> **Set task**: Rewrite the listing, starting at the line that contains "Where can the concrete" and stopping after the line that contains "column 450, row 231". Change "Target" to "Label" and keep everything else the same.
─── Dataset entries
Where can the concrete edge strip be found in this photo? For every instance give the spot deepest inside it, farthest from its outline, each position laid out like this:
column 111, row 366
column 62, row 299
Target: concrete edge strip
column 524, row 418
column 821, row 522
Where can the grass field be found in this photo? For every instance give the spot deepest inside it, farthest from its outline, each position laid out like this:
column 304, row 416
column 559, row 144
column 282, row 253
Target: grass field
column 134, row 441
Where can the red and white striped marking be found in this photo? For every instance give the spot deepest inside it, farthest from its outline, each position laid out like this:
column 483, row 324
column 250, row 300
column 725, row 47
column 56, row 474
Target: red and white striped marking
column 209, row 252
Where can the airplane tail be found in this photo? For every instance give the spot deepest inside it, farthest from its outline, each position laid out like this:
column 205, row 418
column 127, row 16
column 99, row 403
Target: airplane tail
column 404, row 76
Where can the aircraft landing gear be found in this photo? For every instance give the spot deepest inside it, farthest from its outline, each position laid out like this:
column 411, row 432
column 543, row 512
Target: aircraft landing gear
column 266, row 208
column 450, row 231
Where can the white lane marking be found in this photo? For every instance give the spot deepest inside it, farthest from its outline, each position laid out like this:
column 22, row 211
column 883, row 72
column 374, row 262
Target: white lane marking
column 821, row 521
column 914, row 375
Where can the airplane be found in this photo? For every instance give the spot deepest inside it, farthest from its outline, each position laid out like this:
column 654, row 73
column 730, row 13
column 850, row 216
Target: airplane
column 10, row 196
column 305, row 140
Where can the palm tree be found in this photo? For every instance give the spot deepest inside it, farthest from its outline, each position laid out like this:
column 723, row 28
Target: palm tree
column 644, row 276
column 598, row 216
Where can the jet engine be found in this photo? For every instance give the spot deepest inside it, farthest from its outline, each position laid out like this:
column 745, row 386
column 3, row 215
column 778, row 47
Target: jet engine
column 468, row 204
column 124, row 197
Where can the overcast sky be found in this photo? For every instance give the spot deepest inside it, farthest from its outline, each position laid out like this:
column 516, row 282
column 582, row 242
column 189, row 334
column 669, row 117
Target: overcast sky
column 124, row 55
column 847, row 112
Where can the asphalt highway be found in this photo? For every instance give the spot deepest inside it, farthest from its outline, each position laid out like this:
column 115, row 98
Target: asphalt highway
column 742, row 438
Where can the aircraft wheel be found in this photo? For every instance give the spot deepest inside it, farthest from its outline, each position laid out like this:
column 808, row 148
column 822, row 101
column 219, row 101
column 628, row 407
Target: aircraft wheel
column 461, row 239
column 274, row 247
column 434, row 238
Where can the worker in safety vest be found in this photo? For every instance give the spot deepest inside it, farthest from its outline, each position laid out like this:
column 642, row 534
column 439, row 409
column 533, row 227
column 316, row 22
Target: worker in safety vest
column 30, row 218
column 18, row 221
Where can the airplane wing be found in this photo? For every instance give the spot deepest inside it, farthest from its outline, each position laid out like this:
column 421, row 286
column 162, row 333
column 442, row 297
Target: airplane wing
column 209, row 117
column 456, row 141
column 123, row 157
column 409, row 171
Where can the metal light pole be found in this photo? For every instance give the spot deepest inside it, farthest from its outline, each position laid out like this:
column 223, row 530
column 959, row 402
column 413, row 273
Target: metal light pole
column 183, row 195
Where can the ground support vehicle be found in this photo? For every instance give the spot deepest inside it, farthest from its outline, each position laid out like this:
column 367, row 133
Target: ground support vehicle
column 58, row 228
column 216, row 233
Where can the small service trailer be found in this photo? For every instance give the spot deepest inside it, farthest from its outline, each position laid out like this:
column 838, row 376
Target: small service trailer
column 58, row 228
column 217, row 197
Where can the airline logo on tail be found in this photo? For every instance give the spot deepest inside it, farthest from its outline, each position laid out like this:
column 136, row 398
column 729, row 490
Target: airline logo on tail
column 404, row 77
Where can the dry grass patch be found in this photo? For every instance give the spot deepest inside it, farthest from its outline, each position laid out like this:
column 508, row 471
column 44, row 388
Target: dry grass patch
──────
─── Dataset entries
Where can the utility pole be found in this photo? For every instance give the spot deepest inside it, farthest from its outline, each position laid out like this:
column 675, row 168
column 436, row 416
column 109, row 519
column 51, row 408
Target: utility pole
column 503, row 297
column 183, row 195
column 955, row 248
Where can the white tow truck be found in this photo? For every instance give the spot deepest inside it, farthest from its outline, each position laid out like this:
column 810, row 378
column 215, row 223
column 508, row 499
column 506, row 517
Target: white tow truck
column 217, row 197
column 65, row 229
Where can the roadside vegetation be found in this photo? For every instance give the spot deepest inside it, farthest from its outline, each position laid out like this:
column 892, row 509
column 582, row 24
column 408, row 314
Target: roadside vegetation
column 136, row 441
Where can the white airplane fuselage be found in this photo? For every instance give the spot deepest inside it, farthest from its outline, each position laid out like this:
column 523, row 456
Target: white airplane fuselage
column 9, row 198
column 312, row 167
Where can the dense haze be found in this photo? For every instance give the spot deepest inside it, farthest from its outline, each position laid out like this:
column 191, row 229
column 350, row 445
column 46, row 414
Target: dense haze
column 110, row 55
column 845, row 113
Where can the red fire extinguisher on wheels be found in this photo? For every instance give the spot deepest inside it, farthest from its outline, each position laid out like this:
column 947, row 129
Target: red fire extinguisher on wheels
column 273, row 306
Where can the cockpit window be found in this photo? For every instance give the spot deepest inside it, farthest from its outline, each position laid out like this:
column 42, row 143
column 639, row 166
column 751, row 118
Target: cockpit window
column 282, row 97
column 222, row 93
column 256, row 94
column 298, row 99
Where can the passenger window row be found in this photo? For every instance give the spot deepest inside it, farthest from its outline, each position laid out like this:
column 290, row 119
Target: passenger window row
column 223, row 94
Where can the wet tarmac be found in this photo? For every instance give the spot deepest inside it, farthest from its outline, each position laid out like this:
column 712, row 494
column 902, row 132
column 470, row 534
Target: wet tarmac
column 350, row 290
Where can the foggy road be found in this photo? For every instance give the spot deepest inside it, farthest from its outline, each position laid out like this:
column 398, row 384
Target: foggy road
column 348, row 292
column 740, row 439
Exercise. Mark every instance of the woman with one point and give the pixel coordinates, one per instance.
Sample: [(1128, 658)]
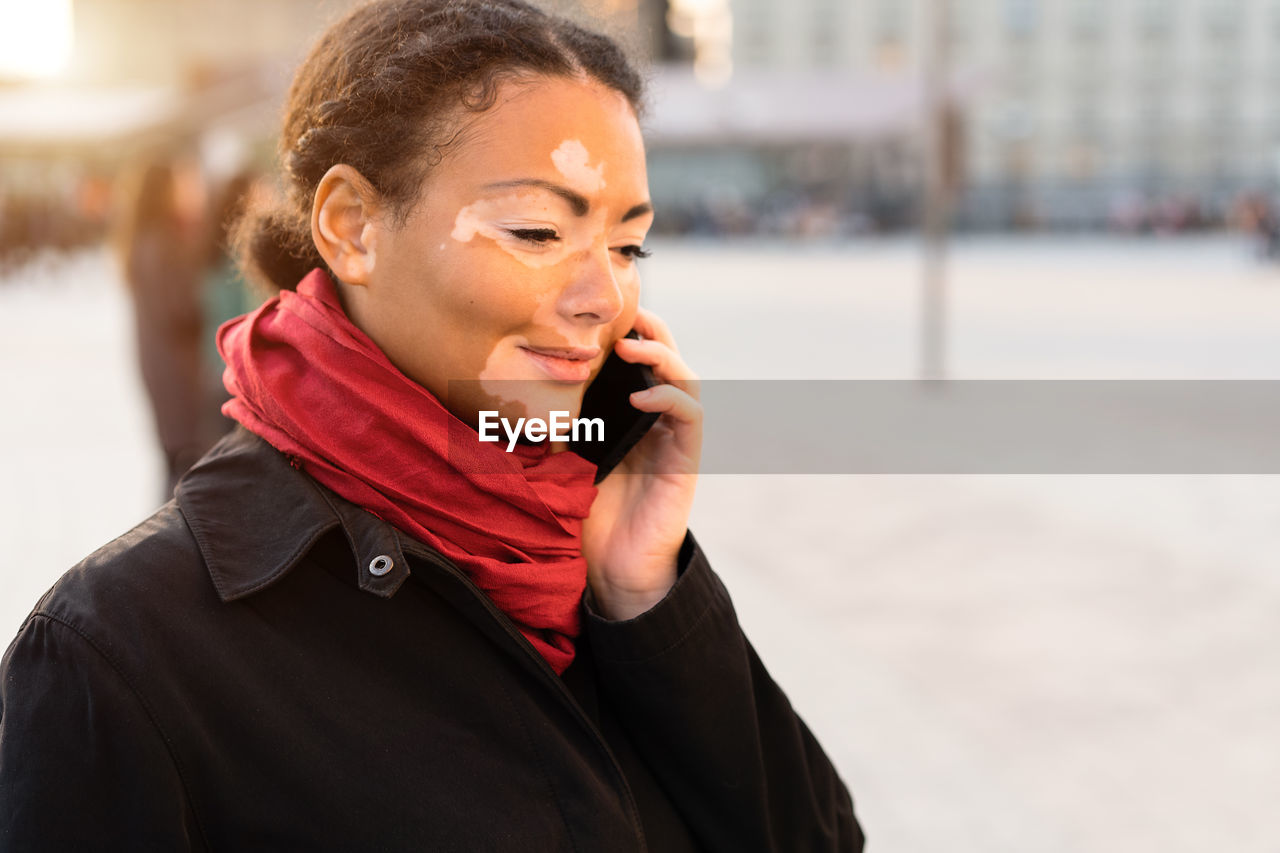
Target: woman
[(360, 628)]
──────
─── Dataset entries
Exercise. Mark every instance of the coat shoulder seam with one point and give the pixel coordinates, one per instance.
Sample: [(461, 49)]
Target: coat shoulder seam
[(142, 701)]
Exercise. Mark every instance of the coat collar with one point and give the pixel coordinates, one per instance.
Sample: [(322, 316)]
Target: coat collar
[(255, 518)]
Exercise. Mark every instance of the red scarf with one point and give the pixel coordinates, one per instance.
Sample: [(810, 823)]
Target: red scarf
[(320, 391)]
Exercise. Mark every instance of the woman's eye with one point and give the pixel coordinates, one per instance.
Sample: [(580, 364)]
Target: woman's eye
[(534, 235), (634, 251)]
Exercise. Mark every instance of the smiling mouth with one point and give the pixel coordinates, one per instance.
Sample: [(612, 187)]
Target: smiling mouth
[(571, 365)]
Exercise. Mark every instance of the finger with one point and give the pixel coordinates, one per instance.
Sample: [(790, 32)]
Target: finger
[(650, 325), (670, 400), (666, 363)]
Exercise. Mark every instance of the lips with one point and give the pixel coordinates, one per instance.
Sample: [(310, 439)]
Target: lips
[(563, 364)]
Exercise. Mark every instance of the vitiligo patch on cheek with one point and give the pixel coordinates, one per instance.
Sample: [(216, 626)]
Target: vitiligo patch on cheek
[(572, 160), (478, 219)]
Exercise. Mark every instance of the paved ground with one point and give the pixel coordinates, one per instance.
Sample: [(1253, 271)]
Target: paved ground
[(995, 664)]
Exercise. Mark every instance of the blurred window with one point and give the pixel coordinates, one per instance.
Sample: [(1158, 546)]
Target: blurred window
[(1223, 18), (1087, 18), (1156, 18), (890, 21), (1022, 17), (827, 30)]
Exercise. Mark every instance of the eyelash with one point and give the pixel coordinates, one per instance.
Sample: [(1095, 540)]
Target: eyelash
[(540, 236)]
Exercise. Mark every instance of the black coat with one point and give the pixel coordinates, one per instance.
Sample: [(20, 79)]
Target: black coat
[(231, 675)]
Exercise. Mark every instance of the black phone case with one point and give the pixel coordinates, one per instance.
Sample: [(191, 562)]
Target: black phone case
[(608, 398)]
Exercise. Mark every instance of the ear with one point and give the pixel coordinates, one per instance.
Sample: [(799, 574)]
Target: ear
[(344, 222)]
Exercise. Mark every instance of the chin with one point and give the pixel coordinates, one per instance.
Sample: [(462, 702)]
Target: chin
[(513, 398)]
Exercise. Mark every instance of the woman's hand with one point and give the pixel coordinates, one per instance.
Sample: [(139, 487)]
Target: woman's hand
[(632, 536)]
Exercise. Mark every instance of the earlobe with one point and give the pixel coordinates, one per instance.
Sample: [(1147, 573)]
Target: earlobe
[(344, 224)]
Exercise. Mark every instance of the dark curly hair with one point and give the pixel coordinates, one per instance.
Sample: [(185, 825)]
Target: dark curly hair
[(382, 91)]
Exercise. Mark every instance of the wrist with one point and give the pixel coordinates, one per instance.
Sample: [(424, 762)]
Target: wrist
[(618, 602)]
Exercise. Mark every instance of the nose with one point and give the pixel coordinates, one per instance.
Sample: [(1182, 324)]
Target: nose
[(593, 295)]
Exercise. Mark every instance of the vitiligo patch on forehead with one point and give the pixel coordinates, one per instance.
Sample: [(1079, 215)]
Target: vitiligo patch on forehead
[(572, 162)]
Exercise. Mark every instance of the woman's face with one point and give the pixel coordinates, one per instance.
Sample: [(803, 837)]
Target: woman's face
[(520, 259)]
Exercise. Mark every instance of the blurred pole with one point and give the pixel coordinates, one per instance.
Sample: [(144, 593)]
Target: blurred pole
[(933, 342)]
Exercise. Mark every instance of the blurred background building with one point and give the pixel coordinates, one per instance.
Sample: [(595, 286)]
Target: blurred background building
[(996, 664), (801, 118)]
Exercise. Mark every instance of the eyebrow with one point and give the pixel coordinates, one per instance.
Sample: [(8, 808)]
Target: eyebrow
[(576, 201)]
──────
> **Reply**:
Where can the concrete edge strip be found in this photo? For every instance give the spot deepest inside it, farthest from its outline, each position laid out like this:
column 111, row 366
column 62, row 299
Label: concrete edge strip
column 524, row 418
column 821, row 522
Where can the grass field be found in this photo? For every instance give the spot deepest inside it, farthest from its outline, each position laid out like this:
column 304, row 416
column 559, row 144
column 282, row 253
Label: grass field
column 134, row 441
Where can the red and white striped marking be found in this photo? For every instance give the spot deepest inside it, farthest from its outline, each position laid out like this:
column 483, row 324
column 250, row 300
column 725, row 47
column 56, row 474
Label: red and white striped marking
column 209, row 252
Where can the airplane tail be found in this photo? For every instance give the spot deepest inside it, farthest from its outline, each position laid out like this:
column 205, row 418
column 127, row 16
column 99, row 403
Label: airplane tail
column 404, row 76
Where can the aircraft landing gear be found in this photo? For every instance give the spot deepest inside it, farthest from its outline, each position laid out like this:
column 411, row 432
column 543, row 512
Label: aircraft landing gear
column 266, row 208
column 450, row 231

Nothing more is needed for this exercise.